**Exercise task:**
Give the listing again in full, exactly as written.

— BEGIN Data rows —

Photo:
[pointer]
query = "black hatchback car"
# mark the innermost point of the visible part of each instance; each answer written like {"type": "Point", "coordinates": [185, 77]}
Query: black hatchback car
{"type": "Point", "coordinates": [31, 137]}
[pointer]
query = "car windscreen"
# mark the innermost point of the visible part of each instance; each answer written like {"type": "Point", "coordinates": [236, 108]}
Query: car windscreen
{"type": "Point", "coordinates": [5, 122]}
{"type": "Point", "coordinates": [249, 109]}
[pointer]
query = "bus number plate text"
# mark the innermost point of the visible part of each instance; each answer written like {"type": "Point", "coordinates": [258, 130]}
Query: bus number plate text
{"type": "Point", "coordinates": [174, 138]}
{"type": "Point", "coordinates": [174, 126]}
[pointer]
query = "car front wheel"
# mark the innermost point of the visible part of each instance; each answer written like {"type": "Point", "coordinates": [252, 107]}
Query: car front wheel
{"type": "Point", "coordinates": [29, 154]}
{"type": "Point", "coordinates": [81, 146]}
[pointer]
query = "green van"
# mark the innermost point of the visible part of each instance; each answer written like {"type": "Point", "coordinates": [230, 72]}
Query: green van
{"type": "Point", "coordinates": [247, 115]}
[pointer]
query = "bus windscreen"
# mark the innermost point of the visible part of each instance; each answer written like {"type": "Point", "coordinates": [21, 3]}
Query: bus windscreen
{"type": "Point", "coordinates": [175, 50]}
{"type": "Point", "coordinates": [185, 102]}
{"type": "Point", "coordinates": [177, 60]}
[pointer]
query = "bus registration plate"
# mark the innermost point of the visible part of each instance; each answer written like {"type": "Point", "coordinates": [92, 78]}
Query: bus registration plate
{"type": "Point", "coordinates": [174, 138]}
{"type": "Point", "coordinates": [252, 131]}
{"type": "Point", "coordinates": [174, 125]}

— END Data rows —

**The response:**
Photo:
[pointer]
query = "black hatchback car"
# mark the innermost point of the visible part of each instance; each answer written like {"type": "Point", "coordinates": [185, 77]}
Query: black hatchback car
{"type": "Point", "coordinates": [31, 137]}
[pointer]
query = "car windscreen"
# mark the innermost point of the visible part of each instance; each answer written like {"type": "Point", "coordinates": [236, 108]}
Query: car windscreen
{"type": "Point", "coordinates": [5, 122]}
{"type": "Point", "coordinates": [249, 109]}
[pointer]
query = "bus number plate text"
# mark the innermost point of the visible part of each instance; each answer written like {"type": "Point", "coordinates": [258, 130]}
Query: bus number plate text
{"type": "Point", "coordinates": [174, 138]}
{"type": "Point", "coordinates": [174, 126]}
[pointer]
query = "car front wheel"
# mark the innermost point of the visible part of each instance; each answer written like {"type": "Point", "coordinates": [252, 107]}
Query: car front wheel
{"type": "Point", "coordinates": [29, 154]}
{"type": "Point", "coordinates": [81, 146]}
[pointer]
query = "green van"
# mark the innermost point of the visible part of each instance; each answer written like {"type": "Point", "coordinates": [230, 72]}
Query: green van
{"type": "Point", "coordinates": [247, 115]}
[pointer]
query = "bus windscreen"
# mark the innermost point of the visible part of each instance; each answer written like {"type": "Point", "coordinates": [21, 3]}
Query: bus windscreen
{"type": "Point", "coordinates": [175, 50]}
{"type": "Point", "coordinates": [185, 102]}
{"type": "Point", "coordinates": [177, 60]}
[pointer]
query = "bus registration plate"
# mark the innermost point of the visible part of each instance; each answer written like {"type": "Point", "coordinates": [92, 78]}
Query: bus registration plate
{"type": "Point", "coordinates": [174, 138]}
{"type": "Point", "coordinates": [252, 131]}
{"type": "Point", "coordinates": [174, 125]}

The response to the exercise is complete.